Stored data

• • • •

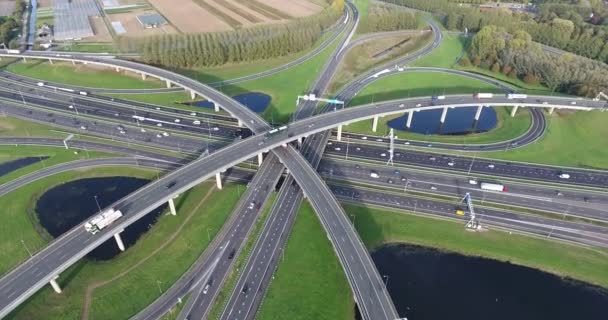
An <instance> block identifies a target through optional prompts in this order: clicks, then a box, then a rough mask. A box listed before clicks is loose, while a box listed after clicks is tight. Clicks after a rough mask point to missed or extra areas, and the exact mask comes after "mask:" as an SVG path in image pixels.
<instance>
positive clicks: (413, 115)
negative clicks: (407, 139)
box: [405, 110, 414, 129]
mask: <svg viewBox="0 0 608 320" xmlns="http://www.w3.org/2000/svg"><path fill="white" fill-rule="evenodd" d="M412 119H414V110H410V111H408V112H407V123H406V124H405V126H406V127H407V128H408V129H409V128H411V127H412Z"/></svg>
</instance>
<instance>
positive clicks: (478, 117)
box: [475, 106, 483, 121]
mask: <svg viewBox="0 0 608 320" xmlns="http://www.w3.org/2000/svg"><path fill="white" fill-rule="evenodd" d="M481 110H483V106H479V107H477V112H476V113H475V121H479V117H481Z"/></svg>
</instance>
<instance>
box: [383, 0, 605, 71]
mask: <svg viewBox="0 0 608 320" xmlns="http://www.w3.org/2000/svg"><path fill="white" fill-rule="evenodd" d="M388 1H389V2H392V3H397V4H401V5H405V6H408V7H412V8H416V9H420V10H424V11H429V12H432V13H433V14H435V15H436V16H437V17H438V18H439V19H440V20H441V21H442V22H443V23H444V25H445V26H446V28H448V29H451V30H461V31H464V30H465V29H467V30H468V31H471V32H477V31H479V30H481V29H482V28H483V27H485V26H488V25H495V26H498V27H502V28H504V29H505V30H506V31H507V32H510V33H514V32H516V31H519V30H523V31H525V32H526V33H528V34H529V35H530V36H531V37H532V39H533V40H534V41H538V42H540V43H543V44H546V45H550V46H553V47H556V48H559V49H563V50H566V51H570V52H573V53H576V54H579V55H582V56H585V57H588V58H592V59H597V60H599V61H603V62H608V28H606V26H603V25H600V26H597V25H594V24H591V23H589V21H586V20H585V19H584V18H583V17H582V16H581V15H580V14H578V13H576V10H566V11H564V12H562V11H563V10H561V9H560V10H558V9H555V8H558V7H555V6H553V5H552V4H550V3H541V4H540V5H539V14H538V15H537V17H536V18H534V17H532V16H531V15H529V14H526V13H520V12H512V11H510V10H508V9H496V10H491V11H484V12H481V11H480V10H479V8H476V7H467V6H458V5H456V4H454V3H452V2H451V1H448V0H433V1H428V0H388ZM589 1H600V0H589ZM560 6H564V4H560ZM552 8H553V9H555V10H553V9H552ZM560 8H561V7H560ZM560 14H562V16H560ZM574 14H576V15H578V16H579V18H578V19H574V20H569V18H571V17H572V16H573V15H574Z"/></svg>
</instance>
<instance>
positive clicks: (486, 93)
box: [473, 92, 494, 99]
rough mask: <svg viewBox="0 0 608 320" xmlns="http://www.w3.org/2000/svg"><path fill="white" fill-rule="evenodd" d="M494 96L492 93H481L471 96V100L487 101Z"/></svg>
mask: <svg viewBox="0 0 608 320" xmlns="http://www.w3.org/2000/svg"><path fill="white" fill-rule="evenodd" d="M493 97H494V94H493V93H483V92H478V93H475V94H473V98H475V99H489V98H493Z"/></svg>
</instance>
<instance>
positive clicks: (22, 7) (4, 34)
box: [0, 0, 26, 48]
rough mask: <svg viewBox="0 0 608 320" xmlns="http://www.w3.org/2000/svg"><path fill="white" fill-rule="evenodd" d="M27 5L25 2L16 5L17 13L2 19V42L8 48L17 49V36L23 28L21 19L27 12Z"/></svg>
mask: <svg viewBox="0 0 608 320" xmlns="http://www.w3.org/2000/svg"><path fill="white" fill-rule="evenodd" d="M25 8H26V4H25V1H24V0H19V1H17V2H16V3H15V11H13V14H12V15H10V16H5V17H0V42H1V43H4V45H5V46H6V47H9V48H17V47H18V46H19V44H18V43H17V39H16V38H17V35H19V32H20V30H21V27H22V23H21V19H22V16H23V13H24V12H25Z"/></svg>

• • • •

* TASK ITEM: Print the records above word for word, leaving out the pictures.

* FINAL ANSWER:
An <instance> block identifies a target through optional prompts in this order: clicks, then a box, then a rough mask. A box listed before clicks is loose, while a box listed after clicks is tight. Clicks after a rough mask point to missed or extra areas, and the exact mask comes after "mask:" as an SVG path in image pixels.
<instance>
positive clicks: (413, 115)
negative clicks: (407, 139)
box: [405, 110, 414, 129]
mask: <svg viewBox="0 0 608 320" xmlns="http://www.w3.org/2000/svg"><path fill="white" fill-rule="evenodd" d="M412 119H414V110H410V111H408V112H407V123H406V124H405V126H406V127H407V128H408V129H409V128H411V127H412Z"/></svg>
</instance>
<instance>
positive clicks: (478, 117)
box: [475, 106, 483, 121]
mask: <svg viewBox="0 0 608 320" xmlns="http://www.w3.org/2000/svg"><path fill="white" fill-rule="evenodd" d="M481 110H483V106H479V107H477V112H476V113H475V121H479V117H481Z"/></svg>
</instance>
<instance>
box: [383, 0, 605, 71]
mask: <svg viewBox="0 0 608 320" xmlns="http://www.w3.org/2000/svg"><path fill="white" fill-rule="evenodd" d="M388 1H389V2H392V3H397V4H401V5H405V6H408V7H412V8H416V9H420V10H424V11H429V12H432V13H433V14H435V15H436V16H437V17H438V18H439V19H440V20H441V21H442V22H443V23H444V25H445V26H446V28H448V29H451V30H461V31H464V30H465V29H467V30H468V31H471V32H477V31H479V30H481V29H482V28H483V27H485V26H488V25H495V26H498V27H502V28H504V29H505V30H506V31H507V32H510V33H514V32H516V31H519V30H523V31H525V32H526V33H528V34H529V35H530V36H531V37H532V39H533V40H534V41H538V42H540V43H543V44H546V45H550V46H553V47H556V48H559V49H563V50H566V51H570V52H573V53H576V54H579V55H582V56H585V57H588V58H592V59H597V60H599V61H603V62H608V28H606V26H603V25H600V26H597V25H594V24H591V23H589V21H586V20H585V19H584V18H583V17H582V16H581V15H580V14H578V13H576V10H566V11H564V12H562V11H563V10H561V9H560V10H558V9H555V8H558V7H555V6H553V5H552V4H550V3H541V4H540V5H539V14H538V15H537V17H536V18H534V17H532V16H531V15H529V14H526V13H520V12H512V11H510V10H508V9H496V10H491V11H484V12H481V11H480V10H479V8H476V7H467V6H458V5H456V4H454V3H452V2H451V1H448V0H433V1H428V0H388ZM589 1H600V0H589ZM560 6H564V4H560ZM552 8H553V9H555V10H553V9H552ZM560 8H561V7H560ZM560 14H562V16H560ZM574 14H576V15H578V16H579V18H578V19H574V20H569V18H571V17H572V16H573V15H574Z"/></svg>
</instance>
<instance>
positive clicks: (486, 93)
box: [473, 92, 494, 99]
rough mask: <svg viewBox="0 0 608 320" xmlns="http://www.w3.org/2000/svg"><path fill="white" fill-rule="evenodd" d="M494 96L492 93H481L471 96V100L487 101Z"/></svg>
mask: <svg viewBox="0 0 608 320" xmlns="http://www.w3.org/2000/svg"><path fill="white" fill-rule="evenodd" d="M493 97H494V94H493V93H483V92H478V93H475V94H473V98H475V99H489V98H493Z"/></svg>
</instance>
<instance>
positive clicks: (22, 7) (4, 34)
box: [0, 0, 26, 48]
rough mask: <svg viewBox="0 0 608 320" xmlns="http://www.w3.org/2000/svg"><path fill="white" fill-rule="evenodd" d="M27 5L25 2L16 5L17 13L2 19V42L8 48L17 49V36L23 28L21 19L27 12Z"/></svg>
mask: <svg viewBox="0 0 608 320" xmlns="http://www.w3.org/2000/svg"><path fill="white" fill-rule="evenodd" d="M25 8H26V4H25V1H24V0H19V1H17V2H16V3H15V11H13V14H12V15H10V16H5V17H0V42H1V43H4V45H5V46H6V47H9V48H17V47H18V46H19V44H18V43H17V39H16V38H17V35H19V32H20V30H21V27H22V23H21V19H22V16H23V13H24V12H25Z"/></svg>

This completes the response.